- _Exercise details_
Return, word for word, the part of the butterfly stroke analysis below that falls between "HOW CHAMPIONS DO" and "throughout this sequence.", inclusive.

- _Extract to read_
HOW CHAMPIONS DO IT

Researched, produced, and prepared by Brent S. Rushall, Ph.D., R.Psy.

The timing of these frames could not be determined. They were captured from a slow-motion video replay where the frame rate was not known. However, the duration between each frame is constant throughout this sequence.

Frank Esposito's stroke is different to some of the other swimmers depicted in this section of the Swimming Science Journal because he exaggerates recovery height even though he breathes to the side. Normally, a side-breathing butterfly recovers relatively flat but, apparently, this swimmer's shoulder flexibility is such that unwarranted height can still be achieved. The introduction of an emphasized vertical force component in the recovery will cause a counter-balancing reaction to the movements underwater. This is purely an artifact of Newton's Third Law of Motion, the "Action-reaction Law," which is ever present in all human movements. The negative tone of this analysis is deliberate since the stroking pattern and emphasized facets produce unnecessary movements that unnecessarily consume energy and also disrupt streamline in a detrimental manner.

- _Data shown_
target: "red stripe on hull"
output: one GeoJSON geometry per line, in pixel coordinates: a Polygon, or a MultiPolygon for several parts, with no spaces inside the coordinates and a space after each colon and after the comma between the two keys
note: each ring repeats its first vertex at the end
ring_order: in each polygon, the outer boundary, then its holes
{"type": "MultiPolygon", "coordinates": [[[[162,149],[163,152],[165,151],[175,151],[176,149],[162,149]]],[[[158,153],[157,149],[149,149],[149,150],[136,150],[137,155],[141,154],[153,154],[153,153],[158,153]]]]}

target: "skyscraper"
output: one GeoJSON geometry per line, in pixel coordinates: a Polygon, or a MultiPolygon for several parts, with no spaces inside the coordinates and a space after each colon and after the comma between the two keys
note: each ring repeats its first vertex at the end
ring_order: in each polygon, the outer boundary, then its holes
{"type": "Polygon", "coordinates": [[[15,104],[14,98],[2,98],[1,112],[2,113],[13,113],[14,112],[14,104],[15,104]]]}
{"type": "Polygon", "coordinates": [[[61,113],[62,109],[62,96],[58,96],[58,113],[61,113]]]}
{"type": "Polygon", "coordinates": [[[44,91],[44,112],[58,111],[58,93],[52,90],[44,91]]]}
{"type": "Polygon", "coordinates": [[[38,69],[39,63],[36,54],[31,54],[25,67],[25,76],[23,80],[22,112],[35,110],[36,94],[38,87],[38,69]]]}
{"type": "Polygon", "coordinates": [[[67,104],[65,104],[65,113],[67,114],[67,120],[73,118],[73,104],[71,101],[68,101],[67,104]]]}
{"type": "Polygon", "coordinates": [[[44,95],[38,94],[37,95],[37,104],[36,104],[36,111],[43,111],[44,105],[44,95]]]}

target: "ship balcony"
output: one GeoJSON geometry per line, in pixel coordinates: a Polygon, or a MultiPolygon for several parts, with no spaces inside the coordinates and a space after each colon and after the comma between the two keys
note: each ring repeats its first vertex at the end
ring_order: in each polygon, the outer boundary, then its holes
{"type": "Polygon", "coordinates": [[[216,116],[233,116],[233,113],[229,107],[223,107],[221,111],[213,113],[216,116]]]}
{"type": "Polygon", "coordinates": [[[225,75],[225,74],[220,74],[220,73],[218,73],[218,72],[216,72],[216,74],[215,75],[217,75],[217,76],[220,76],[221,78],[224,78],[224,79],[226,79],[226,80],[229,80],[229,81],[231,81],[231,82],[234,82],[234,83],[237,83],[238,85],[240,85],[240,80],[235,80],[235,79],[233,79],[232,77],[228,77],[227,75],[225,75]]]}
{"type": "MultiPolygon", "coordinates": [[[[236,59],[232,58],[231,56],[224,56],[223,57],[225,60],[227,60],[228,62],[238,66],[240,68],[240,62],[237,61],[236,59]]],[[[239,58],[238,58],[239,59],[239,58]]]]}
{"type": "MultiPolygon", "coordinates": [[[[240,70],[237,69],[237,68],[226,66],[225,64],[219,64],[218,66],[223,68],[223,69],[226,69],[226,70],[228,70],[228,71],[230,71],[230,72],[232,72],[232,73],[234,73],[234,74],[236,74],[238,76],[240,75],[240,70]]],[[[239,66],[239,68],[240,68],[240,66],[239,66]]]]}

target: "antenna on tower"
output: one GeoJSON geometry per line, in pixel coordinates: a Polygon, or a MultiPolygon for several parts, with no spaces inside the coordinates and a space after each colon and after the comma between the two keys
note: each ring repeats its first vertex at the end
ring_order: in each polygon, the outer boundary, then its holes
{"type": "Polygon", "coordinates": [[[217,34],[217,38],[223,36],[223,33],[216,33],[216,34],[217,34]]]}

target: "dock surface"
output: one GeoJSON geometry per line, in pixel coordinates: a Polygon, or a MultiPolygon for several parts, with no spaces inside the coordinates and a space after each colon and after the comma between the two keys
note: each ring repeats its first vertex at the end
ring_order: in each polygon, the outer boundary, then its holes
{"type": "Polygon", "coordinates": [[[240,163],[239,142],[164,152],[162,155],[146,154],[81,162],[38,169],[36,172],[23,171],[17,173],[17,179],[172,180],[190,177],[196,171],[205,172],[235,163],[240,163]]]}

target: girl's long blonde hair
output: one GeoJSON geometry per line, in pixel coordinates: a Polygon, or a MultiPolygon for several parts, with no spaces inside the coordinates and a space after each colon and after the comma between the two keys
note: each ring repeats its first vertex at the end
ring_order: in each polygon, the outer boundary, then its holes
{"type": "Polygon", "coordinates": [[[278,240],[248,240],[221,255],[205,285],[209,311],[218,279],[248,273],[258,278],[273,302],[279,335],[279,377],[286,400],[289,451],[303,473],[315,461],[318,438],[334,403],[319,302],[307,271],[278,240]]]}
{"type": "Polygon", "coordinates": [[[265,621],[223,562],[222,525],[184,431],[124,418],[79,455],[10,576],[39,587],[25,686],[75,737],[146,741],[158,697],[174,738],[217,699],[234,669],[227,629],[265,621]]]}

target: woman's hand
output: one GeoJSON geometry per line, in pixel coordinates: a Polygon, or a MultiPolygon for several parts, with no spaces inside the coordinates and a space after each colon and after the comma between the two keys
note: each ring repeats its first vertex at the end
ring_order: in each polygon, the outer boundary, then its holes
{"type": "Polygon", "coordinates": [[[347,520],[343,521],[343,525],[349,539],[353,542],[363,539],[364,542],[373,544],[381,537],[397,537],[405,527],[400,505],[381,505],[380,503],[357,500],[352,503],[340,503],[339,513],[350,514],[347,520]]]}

- _Solution to this problem_
HOW CHAMPIONS DO IT

Researched, produced, and prepared by Brent S. Rushall, Ph.D., R.Psy.

The timing of these frames could not be determined. They were captured from a slow-motion video replay where the frame rate was not known. However, the duration between each frame is constant throughout this sequence.